◆ What is needed: Rewrite the lines of the recorded data below as a numbered list, starting at the line containing "[region] potted plant" and ending at the line containing "[[[53,94],[54,95],[57,95],[57,86],[54,85],[53,86]]]", with blank lines omitted.

Recorded data
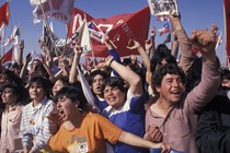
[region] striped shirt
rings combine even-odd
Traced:
[[[57,132],[57,125],[48,120],[47,116],[56,109],[55,103],[45,97],[37,106],[33,102],[22,111],[20,137],[23,146],[31,146],[33,152],[39,152],[47,145],[50,136]]]

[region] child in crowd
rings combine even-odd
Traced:
[[[24,153],[39,152],[57,131],[57,125],[47,118],[56,109],[55,103],[48,98],[49,87],[50,84],[44,76],[34,76],[30,81],[32,102],[23,108],[20,127]]]

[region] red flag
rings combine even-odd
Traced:
[[[226,27],[226,52],[227,56],[230,56],[230,48],[228,44],[230,44],[230,1],[223,0],[223,9],[225,9],[225,27]]]
[[[157,21],[170,21],[169,15],[158,15]]]
[[[4,63],[7,61],[11,61],[13,57],[13,47],[3,55],[3,57],[1,58],[1,61]]]
[[[10,19],[10,11],[9,11],[9,2],[5,2],[1,8],[0,8],[0,26],[2,24],[8,25]]]
[[[159,30],[160,36],[166,33],[170,33],[170,24],[165,23],[162,28]]]
[[[120,57],[129,55],[138,55],[137,51],[128,50],[126,48],[129,39],[136,39],[141,46],[148,38],[150,10],[149,7],[140,11],[127,14],[118,14],[107,19],[93,19],[85,12],[73,8],[72,21],[70,23],[69,37],[77,31],[79,23],[83,21],[84,15],[89,22],[89,30],[92,39],[92,47],[95,57],[108,56],[107,48],[102,44],[104,33],[108,34],[117,47],[117,52]],[[94,25],[90,23],[95,23]],[[141,25],[140,25],[141,23]],[[96,27],[95,27],[96,26]],[[92,56],[91,54],[88,56]]]

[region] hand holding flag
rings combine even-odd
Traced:
[[[165,23],[162,28],[158,30],[160,32],[160,36],[166,33],[170,33],[170,24]]]

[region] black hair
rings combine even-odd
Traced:
[[[102,75],[103,79],[106,79],[106,78],[107,78],[106,72],[101,71],[101,70],[95,70],[95,71],[93,71],[92,73],[90,73],[90,76],[89,76],[89,84],[90,84],[90,85],[92,85],[95,75]]]
[[[166,63],[164,66],[159,67],[159,69],[153,73],[152,85],[154,86],[153,91],[157,94],[156,87],[161,86],[162,80],[166,74],[176,74],[181,76],[182,82],[185,83],[186,76],[184,71],[174,63]]]
[[[14,95],[16,95],[16,102],[21,101],[22,91],[15,83],[7,83],[1,87],[1,91],[3,92],[5,89],[12,89],[12,92]]]
[[[33,83],[41,84],[45,91],[45,95],[47,97],[50,97],[49,92],[50,92],[51,83],[48,79],[42,75],[35,75],[31,78],[28,87],[31,87]]]
[[[64,86],[55,95],[54,102],[57,103],[58,99],[64,97],[64,96],[70,98],[72,102],[79,101],[78,108],[80,108],[84,111],[89,110],[88,101],[87,101],[82,90],[73,87],[73,86],[69,86],[69,85]]]
[[[11,70],[4,70],[0,73],[1,76],[4,76],[8,82],[12,82],[12,83],[15,83],[18,85],[24,85],[23,84],[23,80],[21,78],[19,78],[13,71]]]
[[[107,85],[110,85],[111,87],[116,86],[124,93],[127,92],[127,89],[125,89],[125,82],[122,78],[118,76],[106,78],[102,83],[102,91],[104,91]]]

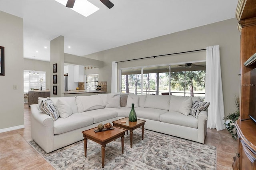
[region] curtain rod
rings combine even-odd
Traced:
[[[196,50],[193,50],[193,51],[188,51],[180,52],[179,53],[172,53],[171,54],[163,54],[162,55],[155,55],[155,56],[151,56],[151,57],[143,57],[143,58],[137,58],[137,59],[128,59],[128,60],[121,61],[116,61],[116,63],[121,63],[121,62],[129,61],[133,61],[133,60],[138,60],[138,59],[146,59],[146,58],[152,58],[152,57],[156,58],[156,57],[157,57],[164,56],[165,56],[165,55],[174,55],[174,54],[181,54],[181,53],[190,53],[190,52],[195,52],[195,51],[199,51],[205,50],[206,49],[205,48],[204,49],[197,49]]]

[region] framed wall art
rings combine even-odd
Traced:
[[[57,84],[57,75],[53,75],[53,84]]]
[[[53,93],[54,95],[57,95],[57,86],[53,86]]]
[[[52,65],[52,70],[53,73],[57,73],[57,63]]]
[[[0,75],[4,75],[4,47],[0,46]]]

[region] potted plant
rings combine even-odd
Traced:
[[[234,101],[236,110],[234,113],[230,114],[226,117],[224,117],[223,119],[226,120],[224,124],[226,126],[227,130],[230,133],[232,137],[236,139],[237,138],[237,134],[236,133],[236,128],[235,127],[235,122],[238,119],[240,115],[239,97],[235,95]]]

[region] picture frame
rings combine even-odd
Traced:
[[[4,47],[0,46],[0,75],[4,75]]]
[[[57,73],[57,63],[52,65],[52,72],[53,73]]]
[[[57,84],[57,75],[55,74],[52,76],[52,81],[53,84]]]
[[[53,94],[54,95],[57,95],[57,86],[54,85],[53,86]]]

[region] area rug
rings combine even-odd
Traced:
[[[102,168],[101,146],[88,140],[87,157],[81,140],[48,154],[34,140],[30,145],[56,170],[215,170],[215,146],[141,129],[125,135],[124,154],[121,138],[107,144]]]

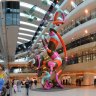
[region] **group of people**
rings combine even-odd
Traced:
[[[12,81],[12,86],[14,89],[14,93],[21,92],[21,87],[25,87],[26,88],[26,95],[29,96],[29,89],[32,89],[33,86],[36,88],[37,87],[37,80],[31,80],[29,78],[27,78],[24,82],[21,80],[13,80]]]

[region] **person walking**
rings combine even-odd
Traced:
[[[7,96],[10,96],[10,83],[9,83],[9,81],[6,83],[6,94],[7,94]]]
[[[21,92],[21,80],[17,81],[17,89],[18,89],[18,92]]]
[[[17,92],[17,84],[14,83],[13,89],[14,89],[14,93],[16,93]]]
[[[35,85],[35,88],[37,87],[37,80],[35,79],[34,80],[34,85]]]
[[[26,88],[26,96],[29,96],[29,87],[30,87],[30,82],[29,79],[25,81],[25,88]]]
[[[30,89],[33,87],[33,80],[30,80]]]

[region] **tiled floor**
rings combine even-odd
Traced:
[[[12,92],[13,93],[13,92]],[[21,92],[17,92],[12,96],[26,96],[25,88]],[[43,90],[42,88],[34,88],[29,91],[29,96],[96,96],[95,87],[65,87],[64,89],[54,88],[51,90]]]

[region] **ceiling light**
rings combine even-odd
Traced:
[[[28,23],[28,22],[24,22],[24,21],[20,21],[20,24],[28,25],[28,26],[32,26],[32,27],[38,28],[38,25],[35,25],[35,24],[32,24],[32,23]]]
[[[28,36],[28,37],[33,37],[33,35],[30,35],[30,34],[26,34],[26,33],[18,33],[19,35],[23,35],[23,36]]]
[[[22,38],[22,37],[18,37],[18,39],[20,39],[20,40],[24,40],[24,41],[30,41],[29,39]]]
[[[26,3],[26,2],[20,2],[20,6],[31,9],[34,5],[29,4],[29,3]],[[40,12],[42,14],[46,14],[46,11],[45,10],[43,10],[43,9],[37,7],[37,6],[35,8],[35,11],[38,11],[38,12]]]
[[[28,31],[28,32],[31,32],[31,33],[35,33],[36,32],[35,30],[31,30],[31,29],[27,29],[27,28],[22,28],[22,27],[20,27],[19,30]]]
[[[25,17],[25,18],[32,18],[31,15],[27,15],[27,14],[24,14],[24,13],[20,13],[20,16],[21,16],[21,17]],[[37,17],[37,21],[41,21],[41,20],[42,20],[42,19],[40,19],[40,18]]]
[[[22,42],[17,41],[17,44],[23,44]]]
[[[64,13],[65,13],[65,14],[69,14],[69,11],[68,11],[68,10],[64,10]]]
[[[74,7],[74,8],[77,7],[77,5],[76,5],[73,1],[71,1],[71,5],[72,5],[72,7]]]

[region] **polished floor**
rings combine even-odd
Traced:
[[[26,96],[26,89],[22,88],[21,92],[12,96]],[[64,89],[54,88],[51,90],[43,90],[41,87],[33,88],[29,91],[29,96],[96,96],[96,87],[75,87],[66,86]]]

◆ Solution to this problem:
1. [region] potted plant
2. rings combine even-odd
3. Traced:
4. [[[234,101],[236,110],[234,113],[230,114],[226,117],[224,117],[223,119],[226,120],[224,124],[226,126],[227,130],[230,133],[232,137],[236,139],[237,138],[237,134],[236,133],[236,128],[235,127],[235,122],[238,119],[240,115],[239,97],[235,95]]]
5. [region] picture frame
6. rings combine even-odd
7. Traced:
8. [[[4,47],[0,46],[0,75],[4,75]]]
9. [[[57,73],[57,63],[52,65],[52,72],[53,73]]]
10. [[[57,84],[57,75],[55,74],[52,76],[52,81],[53,84]]]
11. [[[53,94],[54,95],[57,95],[57,86],[54,85],[53,86]]]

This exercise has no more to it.